» Short task
Exactly the lines from the one containing "Annotate the brick arch" through the end of the data below are to be reproduced, and nothing besides them.
— start —
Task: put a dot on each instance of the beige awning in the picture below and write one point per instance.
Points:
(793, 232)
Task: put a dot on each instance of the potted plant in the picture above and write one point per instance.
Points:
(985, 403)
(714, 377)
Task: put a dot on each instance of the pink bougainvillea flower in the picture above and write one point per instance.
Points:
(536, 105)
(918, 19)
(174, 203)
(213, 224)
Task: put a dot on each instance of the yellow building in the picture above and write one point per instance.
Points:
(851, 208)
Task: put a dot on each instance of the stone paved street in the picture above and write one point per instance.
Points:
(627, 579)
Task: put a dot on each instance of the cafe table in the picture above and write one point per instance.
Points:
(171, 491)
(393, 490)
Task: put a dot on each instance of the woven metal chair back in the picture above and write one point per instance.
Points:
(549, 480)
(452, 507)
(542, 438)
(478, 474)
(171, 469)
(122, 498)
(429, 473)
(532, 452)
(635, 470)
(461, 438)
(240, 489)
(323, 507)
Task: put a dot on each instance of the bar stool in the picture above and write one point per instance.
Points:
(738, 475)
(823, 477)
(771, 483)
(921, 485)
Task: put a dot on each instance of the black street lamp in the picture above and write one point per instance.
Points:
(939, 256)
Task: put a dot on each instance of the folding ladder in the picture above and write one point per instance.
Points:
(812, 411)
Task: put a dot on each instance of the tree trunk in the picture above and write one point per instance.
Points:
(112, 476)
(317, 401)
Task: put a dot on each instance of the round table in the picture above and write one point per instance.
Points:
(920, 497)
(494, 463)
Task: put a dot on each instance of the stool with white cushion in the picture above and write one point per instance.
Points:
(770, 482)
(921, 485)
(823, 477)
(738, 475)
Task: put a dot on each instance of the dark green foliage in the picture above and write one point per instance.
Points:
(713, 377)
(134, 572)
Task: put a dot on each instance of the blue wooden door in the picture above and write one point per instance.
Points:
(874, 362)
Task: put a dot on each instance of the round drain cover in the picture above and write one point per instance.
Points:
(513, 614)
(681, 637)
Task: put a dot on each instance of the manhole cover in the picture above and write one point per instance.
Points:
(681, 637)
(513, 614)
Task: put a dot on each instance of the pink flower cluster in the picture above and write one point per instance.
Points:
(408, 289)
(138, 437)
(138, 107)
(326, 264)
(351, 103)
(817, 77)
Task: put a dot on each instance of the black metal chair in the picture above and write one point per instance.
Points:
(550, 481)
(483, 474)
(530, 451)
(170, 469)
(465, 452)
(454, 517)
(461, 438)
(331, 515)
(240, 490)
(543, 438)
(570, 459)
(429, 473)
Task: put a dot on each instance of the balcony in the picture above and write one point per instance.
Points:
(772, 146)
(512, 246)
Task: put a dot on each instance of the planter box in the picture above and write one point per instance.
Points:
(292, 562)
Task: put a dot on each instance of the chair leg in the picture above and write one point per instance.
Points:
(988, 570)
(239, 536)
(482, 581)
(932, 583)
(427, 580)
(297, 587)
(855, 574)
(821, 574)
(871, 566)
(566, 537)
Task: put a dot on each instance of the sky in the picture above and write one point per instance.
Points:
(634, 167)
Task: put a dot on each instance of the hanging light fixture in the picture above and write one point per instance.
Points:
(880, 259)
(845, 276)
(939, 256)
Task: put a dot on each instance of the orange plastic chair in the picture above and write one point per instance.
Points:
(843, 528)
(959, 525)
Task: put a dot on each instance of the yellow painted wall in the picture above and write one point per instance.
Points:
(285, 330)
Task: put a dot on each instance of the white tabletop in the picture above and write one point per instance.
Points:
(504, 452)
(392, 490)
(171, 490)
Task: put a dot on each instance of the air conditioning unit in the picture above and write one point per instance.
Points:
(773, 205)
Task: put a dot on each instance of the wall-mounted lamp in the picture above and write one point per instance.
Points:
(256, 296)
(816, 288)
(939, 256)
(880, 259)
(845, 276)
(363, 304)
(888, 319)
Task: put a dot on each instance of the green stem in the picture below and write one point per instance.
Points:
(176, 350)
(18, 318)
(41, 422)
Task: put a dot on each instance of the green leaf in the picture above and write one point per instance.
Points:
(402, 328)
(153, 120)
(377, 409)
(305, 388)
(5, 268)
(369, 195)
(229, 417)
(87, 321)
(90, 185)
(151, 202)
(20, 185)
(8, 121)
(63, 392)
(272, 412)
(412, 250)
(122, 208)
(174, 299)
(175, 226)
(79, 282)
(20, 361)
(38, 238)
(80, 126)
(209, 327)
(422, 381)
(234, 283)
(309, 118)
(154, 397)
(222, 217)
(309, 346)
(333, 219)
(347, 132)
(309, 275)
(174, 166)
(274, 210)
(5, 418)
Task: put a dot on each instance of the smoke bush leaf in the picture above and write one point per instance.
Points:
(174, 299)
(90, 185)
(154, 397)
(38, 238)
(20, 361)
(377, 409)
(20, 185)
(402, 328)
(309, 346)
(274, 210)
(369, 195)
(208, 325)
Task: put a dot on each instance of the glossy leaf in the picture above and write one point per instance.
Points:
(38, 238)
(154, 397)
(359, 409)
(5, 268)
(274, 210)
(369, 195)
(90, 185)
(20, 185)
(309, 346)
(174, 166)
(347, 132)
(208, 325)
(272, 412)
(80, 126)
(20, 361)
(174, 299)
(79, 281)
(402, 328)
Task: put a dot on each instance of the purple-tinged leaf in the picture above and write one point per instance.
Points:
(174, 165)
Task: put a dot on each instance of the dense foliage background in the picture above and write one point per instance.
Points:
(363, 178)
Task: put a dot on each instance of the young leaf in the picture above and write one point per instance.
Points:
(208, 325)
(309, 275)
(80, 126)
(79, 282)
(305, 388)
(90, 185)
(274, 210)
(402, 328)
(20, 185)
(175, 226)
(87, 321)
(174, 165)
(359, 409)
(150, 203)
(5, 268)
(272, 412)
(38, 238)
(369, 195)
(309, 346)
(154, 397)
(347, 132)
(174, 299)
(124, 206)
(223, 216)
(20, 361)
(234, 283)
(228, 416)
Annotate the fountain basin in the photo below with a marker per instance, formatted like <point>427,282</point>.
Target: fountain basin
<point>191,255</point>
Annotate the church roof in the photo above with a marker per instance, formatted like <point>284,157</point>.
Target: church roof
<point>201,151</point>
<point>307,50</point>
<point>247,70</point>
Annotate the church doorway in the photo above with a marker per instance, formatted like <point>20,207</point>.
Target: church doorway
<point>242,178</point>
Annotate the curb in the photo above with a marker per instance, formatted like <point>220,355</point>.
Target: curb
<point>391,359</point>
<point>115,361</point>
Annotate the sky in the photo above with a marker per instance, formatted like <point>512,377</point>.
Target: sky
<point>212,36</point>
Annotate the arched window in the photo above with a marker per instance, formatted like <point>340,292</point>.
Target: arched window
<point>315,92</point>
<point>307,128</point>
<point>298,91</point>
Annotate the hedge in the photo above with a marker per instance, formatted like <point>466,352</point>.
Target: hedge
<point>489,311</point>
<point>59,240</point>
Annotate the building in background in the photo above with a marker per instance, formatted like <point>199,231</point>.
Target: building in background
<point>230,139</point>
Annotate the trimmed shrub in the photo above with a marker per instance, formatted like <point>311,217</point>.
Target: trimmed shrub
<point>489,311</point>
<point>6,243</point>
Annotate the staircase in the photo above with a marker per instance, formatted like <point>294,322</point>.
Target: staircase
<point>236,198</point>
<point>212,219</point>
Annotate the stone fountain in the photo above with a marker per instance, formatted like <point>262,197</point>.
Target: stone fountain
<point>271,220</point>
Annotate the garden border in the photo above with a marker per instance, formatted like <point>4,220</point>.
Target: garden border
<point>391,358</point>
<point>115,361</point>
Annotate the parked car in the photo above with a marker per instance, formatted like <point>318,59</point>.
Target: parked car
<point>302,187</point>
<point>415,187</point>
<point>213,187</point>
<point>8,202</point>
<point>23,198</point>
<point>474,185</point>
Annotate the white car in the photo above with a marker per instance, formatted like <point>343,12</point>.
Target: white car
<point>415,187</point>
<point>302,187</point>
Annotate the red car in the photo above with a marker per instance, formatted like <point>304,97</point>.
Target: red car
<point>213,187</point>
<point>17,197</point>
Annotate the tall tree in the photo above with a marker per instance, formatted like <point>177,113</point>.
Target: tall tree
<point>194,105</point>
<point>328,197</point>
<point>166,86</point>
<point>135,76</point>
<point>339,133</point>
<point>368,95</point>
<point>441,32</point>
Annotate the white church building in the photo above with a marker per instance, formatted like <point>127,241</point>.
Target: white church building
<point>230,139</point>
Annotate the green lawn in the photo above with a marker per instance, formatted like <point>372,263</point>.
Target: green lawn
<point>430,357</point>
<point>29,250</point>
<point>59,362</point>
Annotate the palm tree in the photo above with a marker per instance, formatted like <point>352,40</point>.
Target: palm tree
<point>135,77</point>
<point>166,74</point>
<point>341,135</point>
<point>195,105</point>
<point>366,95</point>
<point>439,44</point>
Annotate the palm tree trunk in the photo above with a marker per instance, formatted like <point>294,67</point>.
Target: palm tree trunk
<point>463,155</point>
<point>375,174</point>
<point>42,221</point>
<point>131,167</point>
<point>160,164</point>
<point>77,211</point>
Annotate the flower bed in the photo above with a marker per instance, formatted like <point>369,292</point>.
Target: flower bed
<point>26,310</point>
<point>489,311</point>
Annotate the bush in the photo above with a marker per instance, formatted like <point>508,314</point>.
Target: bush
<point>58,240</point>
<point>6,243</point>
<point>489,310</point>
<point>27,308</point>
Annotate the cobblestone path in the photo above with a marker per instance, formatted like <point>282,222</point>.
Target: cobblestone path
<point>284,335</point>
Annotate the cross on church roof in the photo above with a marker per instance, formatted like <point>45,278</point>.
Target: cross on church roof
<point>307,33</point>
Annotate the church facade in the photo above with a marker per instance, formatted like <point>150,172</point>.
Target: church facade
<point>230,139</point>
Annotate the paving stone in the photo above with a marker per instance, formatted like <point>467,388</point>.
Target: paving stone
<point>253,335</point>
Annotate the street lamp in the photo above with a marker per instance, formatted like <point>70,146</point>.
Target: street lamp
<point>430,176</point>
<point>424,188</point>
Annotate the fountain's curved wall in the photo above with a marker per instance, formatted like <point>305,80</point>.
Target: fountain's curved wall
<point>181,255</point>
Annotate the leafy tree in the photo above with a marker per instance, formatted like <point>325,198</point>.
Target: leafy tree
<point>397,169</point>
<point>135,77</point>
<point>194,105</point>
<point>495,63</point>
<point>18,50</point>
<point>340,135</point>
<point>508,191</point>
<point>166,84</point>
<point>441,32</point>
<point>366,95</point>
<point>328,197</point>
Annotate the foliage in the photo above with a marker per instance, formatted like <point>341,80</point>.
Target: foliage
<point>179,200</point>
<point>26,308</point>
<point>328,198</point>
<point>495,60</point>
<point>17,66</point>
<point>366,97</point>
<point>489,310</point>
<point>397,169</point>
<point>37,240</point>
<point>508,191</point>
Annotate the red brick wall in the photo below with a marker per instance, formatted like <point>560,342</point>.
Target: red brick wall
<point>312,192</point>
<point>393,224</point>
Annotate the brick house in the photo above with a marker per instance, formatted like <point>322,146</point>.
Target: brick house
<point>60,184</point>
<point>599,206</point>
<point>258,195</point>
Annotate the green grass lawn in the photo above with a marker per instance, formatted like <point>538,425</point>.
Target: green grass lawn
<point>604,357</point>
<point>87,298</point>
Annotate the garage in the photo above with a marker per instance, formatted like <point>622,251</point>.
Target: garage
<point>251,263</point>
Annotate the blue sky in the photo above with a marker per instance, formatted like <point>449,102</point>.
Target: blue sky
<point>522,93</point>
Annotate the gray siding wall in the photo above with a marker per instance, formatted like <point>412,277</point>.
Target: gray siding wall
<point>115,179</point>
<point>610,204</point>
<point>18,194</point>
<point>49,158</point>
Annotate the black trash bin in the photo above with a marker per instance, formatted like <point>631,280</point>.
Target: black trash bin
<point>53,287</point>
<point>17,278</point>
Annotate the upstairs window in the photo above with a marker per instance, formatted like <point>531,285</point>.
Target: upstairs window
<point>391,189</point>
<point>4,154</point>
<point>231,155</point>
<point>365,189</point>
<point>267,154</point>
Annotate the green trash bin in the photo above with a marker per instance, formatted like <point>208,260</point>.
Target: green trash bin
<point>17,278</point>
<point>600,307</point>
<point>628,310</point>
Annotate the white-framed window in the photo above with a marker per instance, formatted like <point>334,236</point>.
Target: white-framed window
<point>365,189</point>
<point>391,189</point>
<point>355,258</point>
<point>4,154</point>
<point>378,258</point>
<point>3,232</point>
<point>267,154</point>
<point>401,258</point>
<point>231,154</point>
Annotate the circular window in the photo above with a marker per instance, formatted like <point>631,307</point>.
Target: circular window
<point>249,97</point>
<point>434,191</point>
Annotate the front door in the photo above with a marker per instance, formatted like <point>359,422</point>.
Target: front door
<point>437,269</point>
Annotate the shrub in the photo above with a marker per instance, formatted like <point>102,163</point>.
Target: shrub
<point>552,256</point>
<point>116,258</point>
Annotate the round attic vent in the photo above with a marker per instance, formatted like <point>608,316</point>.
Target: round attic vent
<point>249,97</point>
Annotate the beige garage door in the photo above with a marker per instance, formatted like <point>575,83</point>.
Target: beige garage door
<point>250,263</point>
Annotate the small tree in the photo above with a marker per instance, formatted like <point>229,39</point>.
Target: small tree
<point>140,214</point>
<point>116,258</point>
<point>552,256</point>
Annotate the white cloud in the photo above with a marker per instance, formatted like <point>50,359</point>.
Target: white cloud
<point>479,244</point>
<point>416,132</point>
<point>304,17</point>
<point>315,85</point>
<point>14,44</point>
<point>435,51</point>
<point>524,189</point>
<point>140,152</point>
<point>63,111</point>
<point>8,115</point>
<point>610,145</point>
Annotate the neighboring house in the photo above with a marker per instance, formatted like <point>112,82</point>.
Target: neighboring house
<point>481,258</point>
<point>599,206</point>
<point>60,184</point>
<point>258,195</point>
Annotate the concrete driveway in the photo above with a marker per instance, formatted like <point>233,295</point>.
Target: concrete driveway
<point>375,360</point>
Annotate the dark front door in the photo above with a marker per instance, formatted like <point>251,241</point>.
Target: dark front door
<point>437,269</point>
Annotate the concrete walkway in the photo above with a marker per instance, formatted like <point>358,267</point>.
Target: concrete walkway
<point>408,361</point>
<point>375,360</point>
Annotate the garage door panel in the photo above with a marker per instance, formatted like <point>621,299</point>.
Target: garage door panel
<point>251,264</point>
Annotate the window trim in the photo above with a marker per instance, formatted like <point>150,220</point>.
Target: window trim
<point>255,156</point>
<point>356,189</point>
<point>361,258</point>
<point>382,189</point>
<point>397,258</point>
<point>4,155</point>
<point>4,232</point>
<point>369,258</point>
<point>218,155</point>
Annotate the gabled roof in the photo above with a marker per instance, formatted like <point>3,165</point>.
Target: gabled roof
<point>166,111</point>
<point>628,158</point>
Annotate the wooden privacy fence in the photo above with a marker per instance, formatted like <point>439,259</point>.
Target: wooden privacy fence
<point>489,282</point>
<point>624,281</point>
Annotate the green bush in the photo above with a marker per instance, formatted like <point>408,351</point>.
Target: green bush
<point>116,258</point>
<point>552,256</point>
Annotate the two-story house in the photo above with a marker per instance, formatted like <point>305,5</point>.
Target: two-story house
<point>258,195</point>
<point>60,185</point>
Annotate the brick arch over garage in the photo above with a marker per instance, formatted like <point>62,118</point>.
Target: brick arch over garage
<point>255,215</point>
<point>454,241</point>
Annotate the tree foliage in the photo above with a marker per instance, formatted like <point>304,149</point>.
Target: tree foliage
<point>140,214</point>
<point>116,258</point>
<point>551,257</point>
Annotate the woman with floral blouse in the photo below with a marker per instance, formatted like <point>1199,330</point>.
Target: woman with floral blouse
— end —
» Answer for this exercise
Annotate the brick arch over garage in the photo above with a marker per instance, formatted like <point>62,118</point>.
Target: brick arch over garage
<point>255,215</point>
<point>454,241</point>
Annotate the tree foliage in the photo above with a marker per instance, formatted like <point>304,149</point>.
Target: tree foliage
<point>140,214</point>
<point>116,258</point>
<point>551,257</point>
Annotate the woman with floral blouse in the photo below with a marker per instance, formatted like <point>1199,330</point>.
Target: woman with floral blouse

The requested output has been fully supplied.